ВЫПОЛНИТЕ ЗАДАНИЯ.
[A] Согласуются ли с отрывком о повести Чапека утверждения (i), (ii) и (iii)? На каждое ответьте «да» или «нет» и дословно приведите решающие слова отрывка: (i) Станда Пульпан попал на шахту прямо из реального училища; (ii) Станда Пульпан является кадровым рабочим; (iii) товарищ советует Станде хорошо укладывать камни для опоры.
[B] Продолжите отрывок о повести Чапека с того места, где он заканчивается, одним абзацем.

ЦИТИРУЕМЫЙ ОТРЫВОК.
****************************************

Он проявил большой художнический такт, изображая людей из Первой спасательной бригады через восприятие зеленого паренька Станды Пульпана, попавшего на шахту прямо из реального училища и не являющегося кадровым рабочим. Чапек сознавал, что ему трудно показать духовный мир шахтеров и жизнь рабочих изнутри, поскольку в повести своей он овладевал совершенно новым для себя материалом. Несколько восторженный взгляд Станды на старших товарищей понятен, так как он всячески хочет походить на них, работать так же умело, как они. Очень юношеская и очень человеческая жажда подвига находит утоление в самоотверженно раскованной работе спасателей в проклятом забое, где они чутко прислушиваются к слабому стуку товарищей, отрезанных от них обвалившейся породой. В образах рабочих, героях повести, Чапек подчеркивал чувство товарищества, коллективизма, которое, несмотря на различия характеров, судеб, господствует над тем, что может людей разъединить. Коллективизм рабочих — это не пассивное, стадное, а боевое, активное чувство, которое в критических ситуациях способно мобилизовать и сплотить народ на борьбу и сопротивление. Своей повестью Чапек доказал эту мысль, становившуюся для его мировоззрения определяющей.

Рабочие в повести Чапека не лишены человеческих слабостей и недостатков: они обычные люди, трезво и практически смотрящие на жизнь, знающие цену заработанного хлеба, семейные неурядицы, но им свойственно спокойное мужество людей труда, каждодневно преодолевающих тяготы повседневности, для которых выполнение долга — естественная норма жизненного поведения. Когда возбужденный, обуреваемый героическими помыслами Станда спрашивает у своего товарища, что бы сделать особенное для спасения погибающих шахтеров, он получает резонный ответ: хорошо укладывать камни для опоры. И это был мудрый совет: в последующую пору Сопротивления от его участников потребовалось терпеливое, нередко очень прозаичное выполнение долга.

****************************************

ИСХОДНЫЕ ЗАПИСИ.
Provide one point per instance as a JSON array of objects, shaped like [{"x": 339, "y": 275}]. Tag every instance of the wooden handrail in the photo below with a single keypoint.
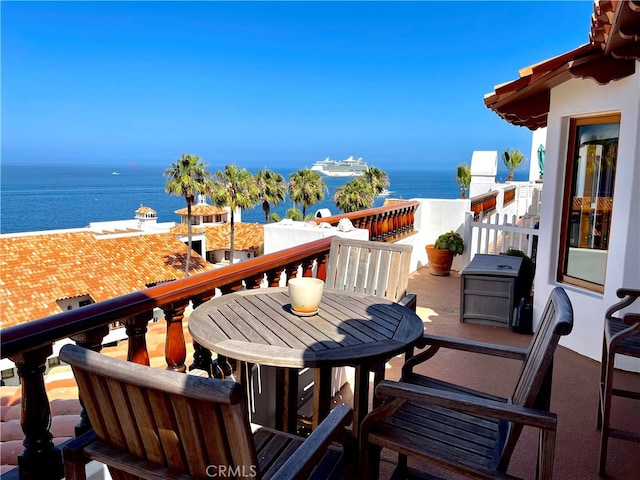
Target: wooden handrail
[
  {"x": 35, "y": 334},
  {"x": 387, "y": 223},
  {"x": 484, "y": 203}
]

****************************************

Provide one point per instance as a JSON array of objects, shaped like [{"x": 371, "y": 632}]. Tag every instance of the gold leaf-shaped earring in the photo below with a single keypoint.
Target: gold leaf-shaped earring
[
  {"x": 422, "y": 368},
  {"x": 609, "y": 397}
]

****************************************

РЕЗУЛЬТАТЫ УПРАЖНЕНИЯ.
[A]
(i) Да: «попавшего на шахту прямо из реального училища».
(ii) Нет: «не являющегося кадровым рабочим».
(iii) Да: «хорошо укладывать камни для опоры».

[B]
Рабочих из Первой спасательной Чапек изображает не в одном измерении, затрагивая и сферу их частной жизни: семейную драму Адама Иозефа, домовитость Мартинека, доходящую до педантичности, трудовую честность деда Суханека, тайную восторженную любовь Станды к жене инженера Хансена. Повесть содержит картины обыденных отношений людей, живущих в шахтерском поселке, и отношения эти, как всегда, бывают разными и включают в себя широкую гамму человеческих чувств, начиная от дружбы и кончая личной враждой. Но на этот раз Чапека приковывало к себе не самодвижение живой жизни, а ее кульминация — момент подвига, деяния, объединившего очень разных людей: и рядовых шахтеров, и даже «пса» — десятника Андреса, хозяйского прихвостня.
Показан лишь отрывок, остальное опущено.